(Extracted data entries)
____________________

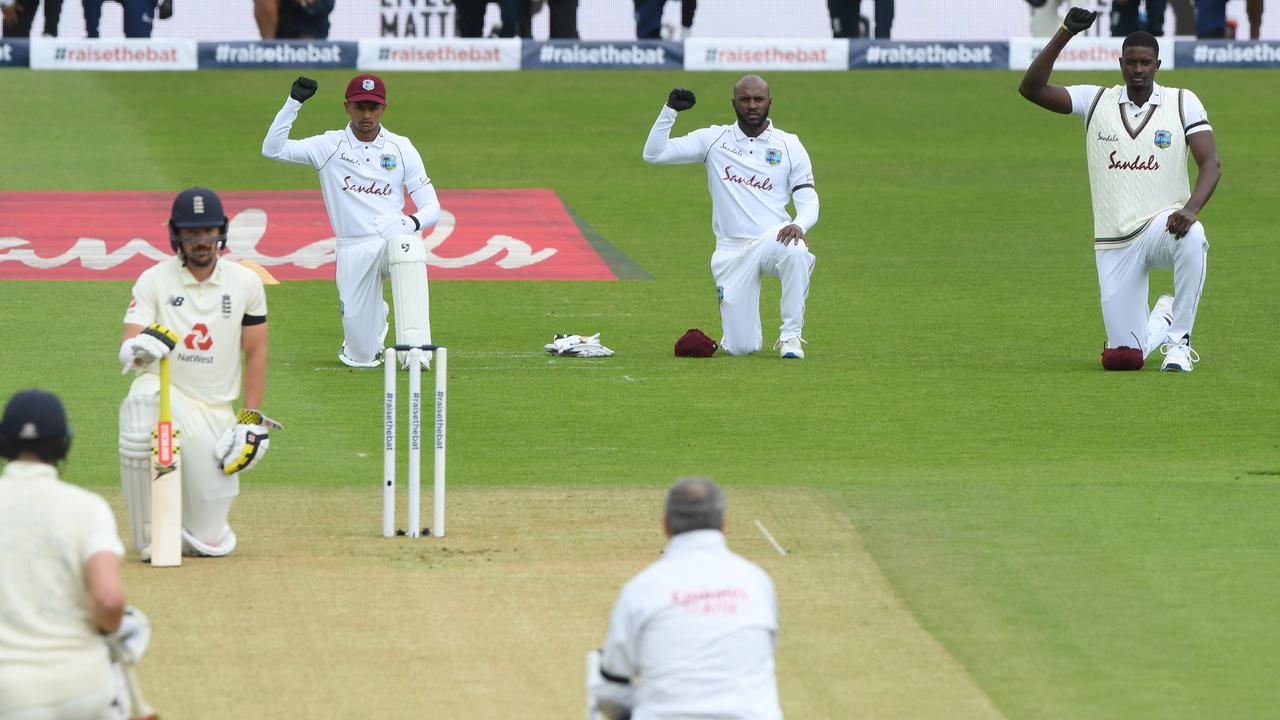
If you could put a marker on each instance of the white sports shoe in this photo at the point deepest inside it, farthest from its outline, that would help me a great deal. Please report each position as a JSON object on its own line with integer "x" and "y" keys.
{"x": 790, "y": 347}
{"x": 350, "y": 363}
{"x": 1179, "y": 358}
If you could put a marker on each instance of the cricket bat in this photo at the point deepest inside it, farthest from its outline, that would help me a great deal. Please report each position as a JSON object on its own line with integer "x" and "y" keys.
{"x": 167, "y": 483}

____________________

= TASK STATEMENT =
Starting with the line that contains "of the cricket", print each line through the last one in the listing. Include both end lines and add nothing.

= OUTPUT FOR THIS TASK =
If you could put a marker on each instance of the cricket bat in this photo at the point deepest inside it, farthest from its outline, that would help me a great deal. Please report each position as a JSON object on its own line with integer "x" and "y" keys.
{"x": 167, "y": 483}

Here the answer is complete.